[Lesetext]:
================================

Ministerpräsident Dr. Manfred Stolpe
„Zeichen des Dankes an Europa – Signal für den Aufschwung und Brücke zwischen West und Ost“
Rede des Ministerpräsidenten Dr. Manfred Stolpe zur Eröffnung der Europa-Universität in Frankfurt (Oder) am 6. September 1991
„Dies ist ein wichtiger Tag für das Land Brandenburg! Und es ist auch ein wichtiger Tag auf dem Wege zu einem gemeinsamen europäischen Haus. Nach 180 Jahren der Unterbrechung wird hiermit die ehrwürdige Viadrina in Frankfurt an der Oder wiedergegründet.
Schon damals gab es die Überzeugung, daß der Fluß nicht trennt, sondern daß er eine Brücke ist, eine Brücke der Verständigung, eine Gelegenheit des Zusammentreffens von Menschen in Europa. Hier haben Studenten aus der Mitte, dem Westen, dem Süden, dem Norden und dem Osten Europas gemeinsam gearbeitet, nach neuen Wegen gesucht und in der Startphase der Universität im 16. Jahrhundert gemeinsam die Verantwortung von der humanistischen Tradi tion gesammelt, in der sie gestanden haben. Sie erkannten, daß bei Unterschieden in den Auffassungen des Glaubens, in den Auffassungen, die von nationalen Prägungen herrührten, dennoch eine gemeinsame Verantwortung ähnlicher Aufgaben ansteht. An diese Traditionen wollen wir anknüpfen. Wir wollen mit dieser Universität ein Signal für Wissenschaft und Forschung in Brandenburg setzen, ein Signal unserer Überzeugung, daß damit Aufschwung und Zukunft angegangen werden. Aufgaben der Wissenschaft und der Kultur sind dabei nicht zweitrangig, sondern vorrangig. Sie müssen in der gleichen Weise angegangen werden wie die wirtschaftlichen und sozialen Aufgaben in unserem Land Brandenburg.

================================

Gespeicherte Daten
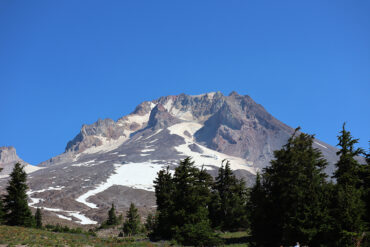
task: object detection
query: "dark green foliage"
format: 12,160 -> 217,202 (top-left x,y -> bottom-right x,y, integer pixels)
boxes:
0,198 -> 4,225
333,124 -> 366,247
171,157 -> 217,246
154,167 -> 175,239
145,213 -> 156,232
0,168 -> 4,225
251,129 -> 330,246
107,203 -> 118,226
247,173 -> 272,246
359,142 -> 370,230
210,161 -> 248,231
35,208 -> 42,228
123,203 -> 141,236
4,163 -> 34,227
154,158 -> 219,246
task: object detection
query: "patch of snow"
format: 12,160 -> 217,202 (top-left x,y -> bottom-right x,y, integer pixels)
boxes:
163,99 -> 173,112
56,214 -> 72,221
24,165 -> 45,174
82,136 -> 127,154
175,141 -> 256,174
149,139 -> 158,143
27,193 -> 98,225
76,162 -> 163,208
168,122 -> 256,174
315,142 -> 327,149
71,160 -> 98,167
123,112 -> 150,125
144,129 -> 163,140
69,212 -> 98,225
73,153 -> 81,162
168,122 -> 203,140
136,136 -> 143,141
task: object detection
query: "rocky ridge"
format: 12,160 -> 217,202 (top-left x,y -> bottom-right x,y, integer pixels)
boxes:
0,92 -> 337,224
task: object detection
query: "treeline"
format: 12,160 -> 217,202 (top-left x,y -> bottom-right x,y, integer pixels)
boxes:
0,125 -> 370,247
0,163 -> 42,228
146,125 -> 370,247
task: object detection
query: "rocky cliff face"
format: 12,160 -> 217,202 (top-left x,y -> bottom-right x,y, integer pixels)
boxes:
0,92 -> 344,224
0,147 -> 38,178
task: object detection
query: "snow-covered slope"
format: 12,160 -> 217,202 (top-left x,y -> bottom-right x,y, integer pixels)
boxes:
0,92 -> 342,224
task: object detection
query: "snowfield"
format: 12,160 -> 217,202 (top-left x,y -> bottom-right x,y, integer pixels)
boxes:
27,186 -> 98,225
76,162 -> 163,208
168,122 -> 257,174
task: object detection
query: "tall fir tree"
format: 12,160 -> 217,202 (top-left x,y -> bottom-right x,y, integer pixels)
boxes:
251,128 -> 330,246
35,208 -> 42,228
0,168 -> 4,225
247,173 -> 273,246
153,167 -> 174,239
4,163 -> 34,227
107,203 -> 118,226
209,161 -> 248,231
333,123 -> 366,247
123,203 -> 141,236
171,157 -> 219,246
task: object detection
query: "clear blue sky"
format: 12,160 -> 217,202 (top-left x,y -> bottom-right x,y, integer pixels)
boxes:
0,0 -> 370,164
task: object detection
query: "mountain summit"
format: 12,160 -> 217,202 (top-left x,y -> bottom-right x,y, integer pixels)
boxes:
0,92 -> 336,224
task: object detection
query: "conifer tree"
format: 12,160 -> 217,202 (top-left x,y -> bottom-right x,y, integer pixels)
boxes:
333,123 -> 365,247
154,167 -> 175,239
210,161 -> 248,231
247,173 -> 273,246
251,128 -> 329,246
145,213 -> 156,233
107,203 -> 118,226
0,168 -> 4,225
35,208 -> 42,228
171,157 -> 219,246
123,203 -> 140,236
4,163 -> 34,227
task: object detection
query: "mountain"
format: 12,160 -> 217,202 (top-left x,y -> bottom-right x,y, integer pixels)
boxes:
3,92 -> 337,224
0,147 -> 41,178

================================

[Deine Aufgaben]:
a) Ersetze im Abschnitt der Datensätze, der am Anfang der Datensätze beginnt und mit der Zeile endet, die „168,122 -> 257,174“ enthält (beide Enden eingeschlossen), „object detection“ durch „Objekterkennung“, lass alles andere unverändert und gib nur diesen Abschnitt aus. Die Bilder bleiben in deiner Antwort weg.
b) Wie geht die Rede zur Eröffnung der Europa-Universität weiter? Führe sie nach ihrem letzten Satz fort.

[Antworten nacheinander]:
a)
task: Objekterkennung
query: "dark green foliage"
format: 12,160 -> 217,202 (top-left x,y -> bottom-right x,y, integer pixels)
boxes:
0,198 -> 4,225
333,124 -> 366,247
171,157 -> 217,246
154,167 -> 175,239
145,213 -> 156,232
0,168 -> 4,225
251,129 -> 330,246
107,203 -> 118,226
247,173 -> 272,246
359,142 -> 370,230
210,161 -> 248,231
35,208 -> 42,228
123,203 -> 141,236
4,163 -> 34,227
154,158 -> 219,246
task: Objekterkennung
query: "patch of snow"
format: 12,160 -> 217,202 (top-left x,y -> bottom-right x,y, integer pixels)
boxes:
163,99 -> 173,112
56,214 -> 72,221
24,165 -> 45,174
82,136 -> 127,154
175,141 -> 256,174
149,139 -> 158,143
27,193 -> 98,225
76,162 -> 163,208
168,122 -> 256,174
315,142 -> 327,149
71,160 -> 98,167
123,112 -> 150,125
144,129 -> 163,140
69,212 -> 98,225
73,153 -> 81,162
168,122 -> 203,140
136,136 -> 143,141
task: Objekterkennung
query: "rocky ridge"
format: 12,160 -> 217,202 (top-left x,y -> bottom-right x,y, integer pixels)
boxes:
0,92 -> 337,224
task: Objekterkennung
query: "treeline"
format: 12,160 -> 217,202 (top-left x,y -> bottom-right x,y, integer pixels)
boxes:
0,125 -> 370,247
0,163 -> 42,228
146,125 -> 370,247
task: Objekterkennung
query: "rocky cliff face"
format: 12,160 -> 217,202 (top-left x,y -> bottom-right x,y, integer pixels)
boxes:
0,92 -> 344,224
0,147 -> 38,178
task: Objekterkennung
query: "snow-covered slope"
format: 12,160 -> 217,202 (top-left x,y -> bottom-right x,y, integer pixels)
boxes:
0,92 -> 342,224
task: Objekterkennung
query: "snowfield"
format: 12,160 -> 217,202 (top-left x,y -> bottom-right x,y, integer pixels)
boxes:
27,186 -> 98,225
76,162 -> 163,208
168,122 -> 257,174

b)
In meinen Tagesplan für heute paßt es gut, daß ich unmittelbar nach dieser Veranstaltung zu einer wirtschaftlichen Neugründung im Land Brandenburg zu reisen habe. Wir müssen beides betreiben: Wir müssen neue Arbeitsplätze und neue Möglichkeiten wirtschaftlicher Entwicklungen schaffen, aber wir werden die Aufgaben der Wissenschaft, der Forschung und der Kultur nicht nur nebenbei angehen. Wir setzen hier ein Signal für unsere Jugend, daß wir an ihre Zukunftschancen denken und ihr hier die Möglichkeit der Entwicklung anbieten wollen, die gleichwertig und vielleicht sogar ein Stückchen besser noch als andernorts ist. Es lohnt sich, in Brandenburg zu bleiben, heißt die Nachricht, die wir heute übergeben wollen.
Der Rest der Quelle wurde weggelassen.